Return only the lines from the one containing "of the wooden" to the end of the entries below, exactly as written, both ends included.

-------- DATA RECORDS

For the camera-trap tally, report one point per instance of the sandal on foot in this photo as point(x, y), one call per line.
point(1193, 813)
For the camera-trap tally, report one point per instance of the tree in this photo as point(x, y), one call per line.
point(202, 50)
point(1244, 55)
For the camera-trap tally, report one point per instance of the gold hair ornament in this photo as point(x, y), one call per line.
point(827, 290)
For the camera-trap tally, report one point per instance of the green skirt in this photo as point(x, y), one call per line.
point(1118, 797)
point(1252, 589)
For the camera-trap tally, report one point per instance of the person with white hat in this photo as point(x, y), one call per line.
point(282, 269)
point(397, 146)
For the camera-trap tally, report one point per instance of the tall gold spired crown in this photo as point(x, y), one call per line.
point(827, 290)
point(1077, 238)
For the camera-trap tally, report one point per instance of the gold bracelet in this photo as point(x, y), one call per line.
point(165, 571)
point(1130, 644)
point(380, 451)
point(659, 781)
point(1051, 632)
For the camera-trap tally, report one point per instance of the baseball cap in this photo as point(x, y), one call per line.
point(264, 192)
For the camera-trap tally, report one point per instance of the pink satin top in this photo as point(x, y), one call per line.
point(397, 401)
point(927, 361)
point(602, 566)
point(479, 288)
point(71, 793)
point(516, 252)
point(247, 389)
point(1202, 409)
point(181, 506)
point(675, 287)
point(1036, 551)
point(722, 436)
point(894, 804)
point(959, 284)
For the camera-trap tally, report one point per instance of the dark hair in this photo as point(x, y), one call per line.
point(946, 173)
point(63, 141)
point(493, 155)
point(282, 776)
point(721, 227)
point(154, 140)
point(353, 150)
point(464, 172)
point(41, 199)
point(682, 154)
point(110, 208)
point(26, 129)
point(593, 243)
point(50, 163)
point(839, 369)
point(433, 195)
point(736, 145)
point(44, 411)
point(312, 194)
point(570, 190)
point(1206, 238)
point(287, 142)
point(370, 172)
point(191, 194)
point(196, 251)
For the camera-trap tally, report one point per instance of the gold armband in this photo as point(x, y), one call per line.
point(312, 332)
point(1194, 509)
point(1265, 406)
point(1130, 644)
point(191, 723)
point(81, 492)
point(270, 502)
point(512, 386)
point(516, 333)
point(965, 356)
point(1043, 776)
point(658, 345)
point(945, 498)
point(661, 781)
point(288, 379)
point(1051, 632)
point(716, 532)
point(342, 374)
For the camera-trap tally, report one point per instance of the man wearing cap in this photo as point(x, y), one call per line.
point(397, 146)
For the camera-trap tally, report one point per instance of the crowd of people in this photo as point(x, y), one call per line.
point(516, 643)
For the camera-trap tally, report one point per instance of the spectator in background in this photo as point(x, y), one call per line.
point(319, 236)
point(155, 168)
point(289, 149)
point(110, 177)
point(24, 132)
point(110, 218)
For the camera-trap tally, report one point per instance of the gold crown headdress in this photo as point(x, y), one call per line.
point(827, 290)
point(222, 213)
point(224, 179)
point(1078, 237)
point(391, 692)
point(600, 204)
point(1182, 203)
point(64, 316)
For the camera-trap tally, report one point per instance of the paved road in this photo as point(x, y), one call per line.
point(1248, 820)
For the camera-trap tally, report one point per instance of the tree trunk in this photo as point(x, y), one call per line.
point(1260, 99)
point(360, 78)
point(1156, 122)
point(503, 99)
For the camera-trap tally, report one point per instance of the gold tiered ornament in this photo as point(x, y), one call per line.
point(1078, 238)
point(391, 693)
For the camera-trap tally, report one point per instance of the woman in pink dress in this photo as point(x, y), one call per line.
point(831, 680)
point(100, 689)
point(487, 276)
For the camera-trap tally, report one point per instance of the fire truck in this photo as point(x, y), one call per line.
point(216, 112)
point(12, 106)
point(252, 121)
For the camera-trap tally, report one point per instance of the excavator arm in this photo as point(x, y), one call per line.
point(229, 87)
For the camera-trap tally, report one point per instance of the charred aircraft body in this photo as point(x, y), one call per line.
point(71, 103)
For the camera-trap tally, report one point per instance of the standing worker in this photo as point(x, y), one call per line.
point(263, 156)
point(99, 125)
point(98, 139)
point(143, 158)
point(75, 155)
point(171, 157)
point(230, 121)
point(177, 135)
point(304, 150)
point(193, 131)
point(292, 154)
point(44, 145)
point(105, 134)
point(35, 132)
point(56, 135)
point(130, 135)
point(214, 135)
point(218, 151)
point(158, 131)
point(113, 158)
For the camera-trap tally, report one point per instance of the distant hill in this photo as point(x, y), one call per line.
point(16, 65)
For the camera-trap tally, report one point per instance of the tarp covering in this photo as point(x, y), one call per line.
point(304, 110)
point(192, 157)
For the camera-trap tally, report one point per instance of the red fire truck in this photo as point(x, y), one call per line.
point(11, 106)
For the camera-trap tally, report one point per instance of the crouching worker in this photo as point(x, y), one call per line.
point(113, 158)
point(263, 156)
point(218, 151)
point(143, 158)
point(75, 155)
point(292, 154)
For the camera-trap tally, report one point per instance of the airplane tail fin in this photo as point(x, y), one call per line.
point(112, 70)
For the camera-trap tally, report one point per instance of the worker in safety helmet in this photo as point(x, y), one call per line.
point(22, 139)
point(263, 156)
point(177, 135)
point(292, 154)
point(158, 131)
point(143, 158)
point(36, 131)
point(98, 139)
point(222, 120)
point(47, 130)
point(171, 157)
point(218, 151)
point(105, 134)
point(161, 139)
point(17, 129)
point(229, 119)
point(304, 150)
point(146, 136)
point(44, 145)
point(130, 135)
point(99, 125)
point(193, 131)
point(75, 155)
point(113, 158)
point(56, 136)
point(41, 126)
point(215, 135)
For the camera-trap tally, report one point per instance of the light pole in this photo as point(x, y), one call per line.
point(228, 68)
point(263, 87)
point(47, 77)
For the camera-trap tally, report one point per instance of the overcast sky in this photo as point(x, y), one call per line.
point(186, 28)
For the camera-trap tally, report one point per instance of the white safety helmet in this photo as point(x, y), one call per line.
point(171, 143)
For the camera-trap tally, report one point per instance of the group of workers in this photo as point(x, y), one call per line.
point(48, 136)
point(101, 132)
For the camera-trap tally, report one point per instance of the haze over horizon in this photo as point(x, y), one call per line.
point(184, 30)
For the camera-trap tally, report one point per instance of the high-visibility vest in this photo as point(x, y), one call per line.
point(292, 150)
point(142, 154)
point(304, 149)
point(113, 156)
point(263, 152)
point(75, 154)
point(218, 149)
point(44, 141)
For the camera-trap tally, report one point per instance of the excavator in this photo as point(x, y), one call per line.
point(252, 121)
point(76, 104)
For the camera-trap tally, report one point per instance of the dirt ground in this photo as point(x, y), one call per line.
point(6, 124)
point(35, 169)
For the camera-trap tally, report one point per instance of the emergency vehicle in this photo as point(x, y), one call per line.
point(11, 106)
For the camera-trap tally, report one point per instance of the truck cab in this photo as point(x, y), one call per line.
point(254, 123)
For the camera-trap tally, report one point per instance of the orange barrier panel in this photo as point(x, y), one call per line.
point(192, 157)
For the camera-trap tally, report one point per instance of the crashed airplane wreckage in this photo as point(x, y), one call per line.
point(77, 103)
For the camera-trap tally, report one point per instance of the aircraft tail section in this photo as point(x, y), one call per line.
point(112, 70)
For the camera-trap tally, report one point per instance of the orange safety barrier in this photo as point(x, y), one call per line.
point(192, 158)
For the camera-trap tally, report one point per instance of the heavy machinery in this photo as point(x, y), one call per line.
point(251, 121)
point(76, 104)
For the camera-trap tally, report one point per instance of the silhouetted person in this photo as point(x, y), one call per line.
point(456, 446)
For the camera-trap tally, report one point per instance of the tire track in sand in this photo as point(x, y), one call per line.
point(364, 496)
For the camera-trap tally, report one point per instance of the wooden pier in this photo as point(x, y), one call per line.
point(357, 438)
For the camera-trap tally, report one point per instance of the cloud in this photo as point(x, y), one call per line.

----------------

**SOLUTION TO THIS PROBLEM**
For the camera-trap tally, report one point per instance of the wooden pier in this photo as point(x, y), one call per line.
point(357, 438)
For the camera-trap tally, report one point per instance of the cloud in this photo as point(x, y), one call per line.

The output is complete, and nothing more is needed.